§ What needs to be done
Look through the lines below, find those with the word "bathtub", and copy them.
(Dataset extract)
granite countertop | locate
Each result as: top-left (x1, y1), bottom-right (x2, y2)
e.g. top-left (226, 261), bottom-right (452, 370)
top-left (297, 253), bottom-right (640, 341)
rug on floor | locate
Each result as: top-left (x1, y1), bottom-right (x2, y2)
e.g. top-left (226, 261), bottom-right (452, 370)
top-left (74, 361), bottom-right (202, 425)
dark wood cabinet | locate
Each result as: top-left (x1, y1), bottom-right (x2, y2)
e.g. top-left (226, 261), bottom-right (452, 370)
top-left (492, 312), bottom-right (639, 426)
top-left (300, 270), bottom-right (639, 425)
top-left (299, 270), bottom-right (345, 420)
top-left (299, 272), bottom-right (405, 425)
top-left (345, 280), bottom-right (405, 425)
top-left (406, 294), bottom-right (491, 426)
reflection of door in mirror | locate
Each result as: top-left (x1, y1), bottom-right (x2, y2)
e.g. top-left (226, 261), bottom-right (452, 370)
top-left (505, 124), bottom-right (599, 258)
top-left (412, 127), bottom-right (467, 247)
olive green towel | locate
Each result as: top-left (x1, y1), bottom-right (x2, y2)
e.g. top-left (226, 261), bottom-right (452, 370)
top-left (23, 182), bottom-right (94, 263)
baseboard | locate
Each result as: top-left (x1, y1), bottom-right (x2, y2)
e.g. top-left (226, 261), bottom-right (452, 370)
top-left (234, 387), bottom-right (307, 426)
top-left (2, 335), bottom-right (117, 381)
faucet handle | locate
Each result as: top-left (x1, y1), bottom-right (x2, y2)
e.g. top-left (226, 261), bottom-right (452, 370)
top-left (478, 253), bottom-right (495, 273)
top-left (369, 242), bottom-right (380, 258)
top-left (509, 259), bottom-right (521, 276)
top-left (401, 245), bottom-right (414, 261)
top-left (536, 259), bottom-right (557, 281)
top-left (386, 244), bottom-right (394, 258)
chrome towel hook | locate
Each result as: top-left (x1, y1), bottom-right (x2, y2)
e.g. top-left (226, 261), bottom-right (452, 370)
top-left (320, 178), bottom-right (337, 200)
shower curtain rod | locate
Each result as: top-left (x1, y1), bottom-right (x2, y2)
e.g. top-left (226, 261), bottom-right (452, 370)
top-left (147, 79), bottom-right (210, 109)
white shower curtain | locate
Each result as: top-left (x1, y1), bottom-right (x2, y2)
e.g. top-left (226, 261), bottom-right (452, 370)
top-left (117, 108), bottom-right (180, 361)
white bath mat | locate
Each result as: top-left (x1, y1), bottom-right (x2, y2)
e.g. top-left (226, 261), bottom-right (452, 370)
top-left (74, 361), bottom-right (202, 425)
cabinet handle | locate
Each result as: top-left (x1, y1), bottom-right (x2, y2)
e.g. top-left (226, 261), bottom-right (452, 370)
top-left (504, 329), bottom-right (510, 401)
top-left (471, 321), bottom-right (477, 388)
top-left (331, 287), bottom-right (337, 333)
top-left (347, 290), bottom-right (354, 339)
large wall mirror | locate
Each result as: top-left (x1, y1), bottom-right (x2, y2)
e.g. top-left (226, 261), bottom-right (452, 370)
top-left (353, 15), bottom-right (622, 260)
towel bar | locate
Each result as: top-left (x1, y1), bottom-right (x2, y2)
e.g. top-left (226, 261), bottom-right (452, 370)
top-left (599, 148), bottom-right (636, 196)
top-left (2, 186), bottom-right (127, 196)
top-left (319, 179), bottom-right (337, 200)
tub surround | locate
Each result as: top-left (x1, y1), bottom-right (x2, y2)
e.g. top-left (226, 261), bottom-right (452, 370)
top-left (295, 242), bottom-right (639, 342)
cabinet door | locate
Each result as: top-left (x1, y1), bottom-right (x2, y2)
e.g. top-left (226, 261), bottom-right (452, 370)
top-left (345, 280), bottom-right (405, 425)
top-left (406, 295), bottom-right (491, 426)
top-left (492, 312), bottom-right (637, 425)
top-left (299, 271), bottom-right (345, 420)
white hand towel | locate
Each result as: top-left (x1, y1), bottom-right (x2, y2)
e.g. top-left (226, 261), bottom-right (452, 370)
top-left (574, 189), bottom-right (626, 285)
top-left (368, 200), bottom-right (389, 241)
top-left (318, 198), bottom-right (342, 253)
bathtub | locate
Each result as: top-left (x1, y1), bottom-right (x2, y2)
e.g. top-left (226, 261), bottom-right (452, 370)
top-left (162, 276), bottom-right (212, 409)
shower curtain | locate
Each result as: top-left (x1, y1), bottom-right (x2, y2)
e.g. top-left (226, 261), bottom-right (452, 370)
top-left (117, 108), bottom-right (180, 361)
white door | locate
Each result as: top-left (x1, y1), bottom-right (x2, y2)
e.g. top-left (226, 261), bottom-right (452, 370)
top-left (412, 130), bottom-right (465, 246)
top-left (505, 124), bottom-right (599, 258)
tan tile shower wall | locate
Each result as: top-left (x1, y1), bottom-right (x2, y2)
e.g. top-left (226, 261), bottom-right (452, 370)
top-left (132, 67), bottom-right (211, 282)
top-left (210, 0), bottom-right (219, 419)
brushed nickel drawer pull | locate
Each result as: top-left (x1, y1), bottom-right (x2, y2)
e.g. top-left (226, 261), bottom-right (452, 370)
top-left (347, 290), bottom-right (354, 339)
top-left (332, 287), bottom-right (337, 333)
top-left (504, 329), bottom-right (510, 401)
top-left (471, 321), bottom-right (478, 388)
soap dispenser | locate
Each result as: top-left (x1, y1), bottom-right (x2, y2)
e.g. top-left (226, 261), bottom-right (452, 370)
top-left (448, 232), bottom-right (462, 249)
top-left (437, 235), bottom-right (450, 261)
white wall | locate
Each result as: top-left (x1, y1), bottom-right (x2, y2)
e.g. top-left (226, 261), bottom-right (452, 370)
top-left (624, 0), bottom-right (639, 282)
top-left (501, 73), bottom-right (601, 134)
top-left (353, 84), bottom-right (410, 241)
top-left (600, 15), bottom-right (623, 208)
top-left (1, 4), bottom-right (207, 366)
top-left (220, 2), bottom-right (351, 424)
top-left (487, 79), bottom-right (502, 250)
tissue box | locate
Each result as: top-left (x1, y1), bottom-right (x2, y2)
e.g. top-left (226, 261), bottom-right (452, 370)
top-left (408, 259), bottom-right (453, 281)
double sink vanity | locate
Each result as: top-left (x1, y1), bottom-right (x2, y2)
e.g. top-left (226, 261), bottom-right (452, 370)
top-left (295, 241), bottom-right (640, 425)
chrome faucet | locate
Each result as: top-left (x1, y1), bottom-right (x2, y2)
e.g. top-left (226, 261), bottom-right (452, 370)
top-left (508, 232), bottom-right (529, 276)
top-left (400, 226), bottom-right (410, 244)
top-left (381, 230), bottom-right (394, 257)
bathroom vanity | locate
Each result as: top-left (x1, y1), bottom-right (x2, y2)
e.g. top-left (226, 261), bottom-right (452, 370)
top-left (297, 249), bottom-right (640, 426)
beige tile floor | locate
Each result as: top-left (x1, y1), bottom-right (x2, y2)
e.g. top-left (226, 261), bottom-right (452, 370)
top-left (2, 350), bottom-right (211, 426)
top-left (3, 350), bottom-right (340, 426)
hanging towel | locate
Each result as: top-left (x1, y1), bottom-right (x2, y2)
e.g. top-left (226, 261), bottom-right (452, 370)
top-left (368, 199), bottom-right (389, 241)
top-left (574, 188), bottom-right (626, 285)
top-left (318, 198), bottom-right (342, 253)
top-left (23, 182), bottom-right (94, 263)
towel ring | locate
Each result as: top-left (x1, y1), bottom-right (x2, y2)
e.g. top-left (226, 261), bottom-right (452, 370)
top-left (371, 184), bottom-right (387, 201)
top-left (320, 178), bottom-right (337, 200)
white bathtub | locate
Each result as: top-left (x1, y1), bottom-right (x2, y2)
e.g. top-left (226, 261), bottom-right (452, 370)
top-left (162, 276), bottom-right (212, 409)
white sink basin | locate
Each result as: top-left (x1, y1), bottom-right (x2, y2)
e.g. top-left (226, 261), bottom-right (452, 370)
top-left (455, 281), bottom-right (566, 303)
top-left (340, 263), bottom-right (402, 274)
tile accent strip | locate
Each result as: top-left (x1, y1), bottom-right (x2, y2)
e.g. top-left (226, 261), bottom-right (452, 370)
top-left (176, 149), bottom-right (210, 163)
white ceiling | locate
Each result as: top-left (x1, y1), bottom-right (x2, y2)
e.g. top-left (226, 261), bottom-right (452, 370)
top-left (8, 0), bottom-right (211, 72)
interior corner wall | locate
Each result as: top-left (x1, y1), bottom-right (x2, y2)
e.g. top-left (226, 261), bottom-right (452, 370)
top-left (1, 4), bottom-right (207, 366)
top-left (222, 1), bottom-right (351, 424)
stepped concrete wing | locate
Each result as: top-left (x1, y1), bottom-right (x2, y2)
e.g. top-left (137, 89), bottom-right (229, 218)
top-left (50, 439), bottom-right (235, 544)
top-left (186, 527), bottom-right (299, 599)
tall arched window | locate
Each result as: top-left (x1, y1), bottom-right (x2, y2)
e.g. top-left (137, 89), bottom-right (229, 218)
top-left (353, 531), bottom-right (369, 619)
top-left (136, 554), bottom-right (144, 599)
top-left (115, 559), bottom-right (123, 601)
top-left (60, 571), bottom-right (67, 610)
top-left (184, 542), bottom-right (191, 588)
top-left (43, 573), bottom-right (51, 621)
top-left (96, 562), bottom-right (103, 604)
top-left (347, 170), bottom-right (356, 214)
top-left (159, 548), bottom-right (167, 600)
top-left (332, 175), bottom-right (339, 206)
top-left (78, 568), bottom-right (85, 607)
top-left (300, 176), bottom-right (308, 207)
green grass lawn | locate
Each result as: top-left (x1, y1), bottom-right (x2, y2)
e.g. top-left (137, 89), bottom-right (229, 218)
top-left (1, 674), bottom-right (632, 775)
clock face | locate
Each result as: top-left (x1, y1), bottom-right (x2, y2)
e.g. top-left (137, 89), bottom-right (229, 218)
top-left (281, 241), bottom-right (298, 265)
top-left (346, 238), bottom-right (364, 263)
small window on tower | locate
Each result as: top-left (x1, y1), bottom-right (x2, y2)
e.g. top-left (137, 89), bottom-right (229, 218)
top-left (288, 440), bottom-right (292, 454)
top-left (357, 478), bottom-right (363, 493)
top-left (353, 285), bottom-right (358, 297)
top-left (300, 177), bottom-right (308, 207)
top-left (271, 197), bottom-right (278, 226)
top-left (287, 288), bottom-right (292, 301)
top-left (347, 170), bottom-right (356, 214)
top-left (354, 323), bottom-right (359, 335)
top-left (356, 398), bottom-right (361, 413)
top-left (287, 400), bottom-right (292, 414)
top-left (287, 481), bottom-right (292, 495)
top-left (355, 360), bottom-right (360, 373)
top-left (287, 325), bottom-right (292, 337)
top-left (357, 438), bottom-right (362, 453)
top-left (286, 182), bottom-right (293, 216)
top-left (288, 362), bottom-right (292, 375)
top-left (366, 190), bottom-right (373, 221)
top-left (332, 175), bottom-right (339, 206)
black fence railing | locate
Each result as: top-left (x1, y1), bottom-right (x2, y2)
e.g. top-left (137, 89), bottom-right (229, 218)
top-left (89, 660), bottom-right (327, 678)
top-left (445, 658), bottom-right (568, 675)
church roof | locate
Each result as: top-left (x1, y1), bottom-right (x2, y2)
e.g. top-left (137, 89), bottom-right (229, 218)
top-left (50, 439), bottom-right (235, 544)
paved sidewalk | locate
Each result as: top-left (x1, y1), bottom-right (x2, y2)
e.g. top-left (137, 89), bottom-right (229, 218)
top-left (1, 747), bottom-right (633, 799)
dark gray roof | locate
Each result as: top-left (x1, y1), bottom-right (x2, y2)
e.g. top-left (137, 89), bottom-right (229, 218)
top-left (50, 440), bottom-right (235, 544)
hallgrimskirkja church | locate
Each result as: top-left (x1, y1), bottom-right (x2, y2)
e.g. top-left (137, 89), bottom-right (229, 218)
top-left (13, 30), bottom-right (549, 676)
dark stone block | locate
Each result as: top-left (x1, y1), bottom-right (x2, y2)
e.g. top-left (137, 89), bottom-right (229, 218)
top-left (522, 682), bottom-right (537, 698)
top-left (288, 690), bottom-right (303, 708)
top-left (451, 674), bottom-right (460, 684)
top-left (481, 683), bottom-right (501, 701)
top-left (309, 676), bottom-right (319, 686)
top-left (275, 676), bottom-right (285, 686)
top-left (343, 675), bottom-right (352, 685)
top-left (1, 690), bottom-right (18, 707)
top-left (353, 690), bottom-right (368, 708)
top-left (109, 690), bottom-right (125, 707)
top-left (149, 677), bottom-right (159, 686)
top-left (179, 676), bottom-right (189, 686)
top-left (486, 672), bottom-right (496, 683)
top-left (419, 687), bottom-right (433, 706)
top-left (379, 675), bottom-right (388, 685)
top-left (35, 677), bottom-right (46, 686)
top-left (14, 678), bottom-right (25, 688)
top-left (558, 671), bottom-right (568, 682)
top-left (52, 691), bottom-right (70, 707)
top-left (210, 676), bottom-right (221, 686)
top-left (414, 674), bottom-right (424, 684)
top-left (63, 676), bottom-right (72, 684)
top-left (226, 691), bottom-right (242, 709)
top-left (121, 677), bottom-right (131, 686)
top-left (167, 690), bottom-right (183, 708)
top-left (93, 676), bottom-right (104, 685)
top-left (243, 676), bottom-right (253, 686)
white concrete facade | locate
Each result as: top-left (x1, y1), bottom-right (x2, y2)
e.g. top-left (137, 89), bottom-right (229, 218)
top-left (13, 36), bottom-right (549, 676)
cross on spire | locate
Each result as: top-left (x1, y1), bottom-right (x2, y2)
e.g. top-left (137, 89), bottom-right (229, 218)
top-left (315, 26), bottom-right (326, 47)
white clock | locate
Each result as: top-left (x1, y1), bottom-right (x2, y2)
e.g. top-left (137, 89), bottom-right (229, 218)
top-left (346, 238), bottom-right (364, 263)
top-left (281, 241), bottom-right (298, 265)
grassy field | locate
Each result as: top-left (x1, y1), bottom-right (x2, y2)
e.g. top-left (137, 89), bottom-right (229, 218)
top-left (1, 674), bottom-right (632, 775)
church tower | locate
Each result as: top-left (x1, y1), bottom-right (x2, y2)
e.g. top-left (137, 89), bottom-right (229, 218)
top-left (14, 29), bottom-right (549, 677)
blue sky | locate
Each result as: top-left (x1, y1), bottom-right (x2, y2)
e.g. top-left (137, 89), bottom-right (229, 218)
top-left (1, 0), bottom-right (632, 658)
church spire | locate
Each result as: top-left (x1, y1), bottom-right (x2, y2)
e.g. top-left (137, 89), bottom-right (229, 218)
(End Dataset extract)
§ Result of this task
bathtub | locate
white bathtub | locate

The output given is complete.